======== PAGE TEXT
So, the other night, I visited with my Nephew, who just had his tonsils out.
As can be expected, a three year old who doesn’t feel well is a bit cranky.
He informed us that he was going to walk home. (Long, LONG walk that would be!)
He got fussy. He started to cry. He wanted to GO HOME.
So he needed some distraction.
I had been in the area from attending a continuing legal education seminar that day with the Ohio Prosecuting Attorneys Association. I’d forgotten to take my name tag off before I went into the hospital. So I asked him if he remembered what Aunt Addie does at work.
“Catch bad guys,” he said.
“Well,” I told him, “my name tag says ‘Aunt Addie, Bad Guy Locker-Upper.” (Although, I guess, technically, it should be Assistant Bad Guy Locker-Upper, since I’m not the boss.)
His eyes got real big. “OOOOHHHH.”
“I spent today with a bunch of other Bad Guy Locker-Uppers.”
“Why?” (a three-year-old’s favorite word).
“So we can learn new ways to catch bad guys.”
“Because if someone figures out a new way to catch bad guys, it helps if we tell others how we did it, so that they can go catch bad guy themselves.”
“Ooohhhh.” He seemed impressed. And then it was on to something else.
And he was distracted from his fussiness. We talked about his Mater socks. I had brought him a tractor to play with. He ate a popsicle. We talked about his Lego videogame. The nurse told him about a play area at the hospital. He asked for some iced tea. (Yeah, really. I can’t believe how much that kid likes tea.)
================
======== SOURCE DATA
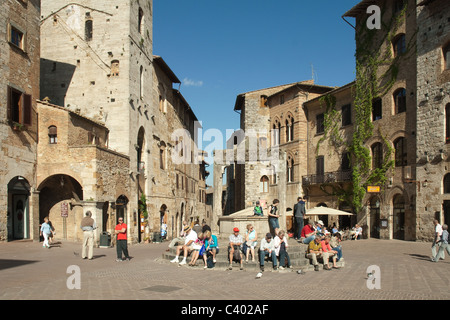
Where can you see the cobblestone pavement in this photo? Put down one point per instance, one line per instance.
(30, 272)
================
### TASK PROMPT
Write a continuation of the account of visiting the young nephew in the hospital after his tonsils were removed, starting right after the line "I can’t believe how much that kid likes tea."

### EXPECTED ANSWER
He’s a good kid. And he’s doing really well.
Someday, I’ll explain to him that being a prosecutor (or an assistant prosecutor) isn’t just about locking up bad guys. It’s about searching for truth, for what really happened. It’s about protecting the public. It’s about protecting victims. It’s about enforcing criminal laws. It’s about talking to victims. It’s about being ethical in following all the rules and procedures that are required in the justice system. It’s about talking to attorneys and judges and witnesses and going to court and talking to police officers and reviewing reports and writing motions and writing briefs and all kinds of other things.
I’d like him to understand that being a prosecutor isn’t about conviction rates, or trial wins, or notches on a proverbial trial “belt”, or the number of people behind bars; because it’s really not. There’s no way he’s going to get that yet.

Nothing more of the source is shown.